■ **Tasks**:
- A) Reproduce the stretch of the electronic evidence text from "Electronic Evidence and" through "work for us.", swapping "magic stick" for "enchanted staff".
- B) In the preamble on electronic evidence, what legislation is named as having been laid down?
-- start of Selected extract --
Electronic Evidence and its admissibility


PREAMBLE

 

We all must have heard story of ‘KAMDHENU’ which supply all worldly things as per the wish of its cow-heard which is found in ancient Hindu literature; Or story of that magic stick ‘Jadu ki chhadi’ or ‘Alladin ka chirag’which provide all requirements of its master. Just like ‘Kamdhenu’ or ‘Jadu kichhadi’ or ‘chirag’ electronic instruments work for us.

 

We are the generation living in the electronic world. Most of our pursuits have been accurately performed with the help of electronic technology. Information technology is now an essential segment of the modern world. The influence of electronic media has been spread over all branches of society including law and the judiciary.

 

We have evidence act for adducing evidence, its mode of proof and its admissibility. Court of law relied up on Oral as well as documentary evidence. Oral evidence is most often full of discrepancies and human error because every human being feels or observe with the help of the senses. Even documentary evidence also sometime contains errors. So It is a time requirement to seek help from electronic evidence in all fields of criminal justice delivery System i.e. inquiry or Investigation & Prosecution, therefore the legislation laid down Information Technology Act 2008. As well amended evidence Act, Indian penal code and The Bankers book evidence Act.
-- end of Selected extract --
-- start of Data excerpt --
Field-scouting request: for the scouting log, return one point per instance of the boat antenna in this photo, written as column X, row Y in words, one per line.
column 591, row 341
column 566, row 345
-- end of Data excerpt --
■ **Outputs**:
- A)
Electronic Evidence and its admissibility


PREAMBLE

 

We all must have heard story of ‘KAMDHENU’ which supply all worldly things as per the wish of its cow-heard which is found in ancient Hindu literature; Or story of that enchanted staff ‘Jadu ki chhadi’ or ‘Alladin ka chirag’which provide all requirements of its master. Just like ‘Kamdhenu’ or ‘Jadu kichhadi’ or ‘chirag’ electronic instruments work for us.

- B) The Information Technology Act 2008.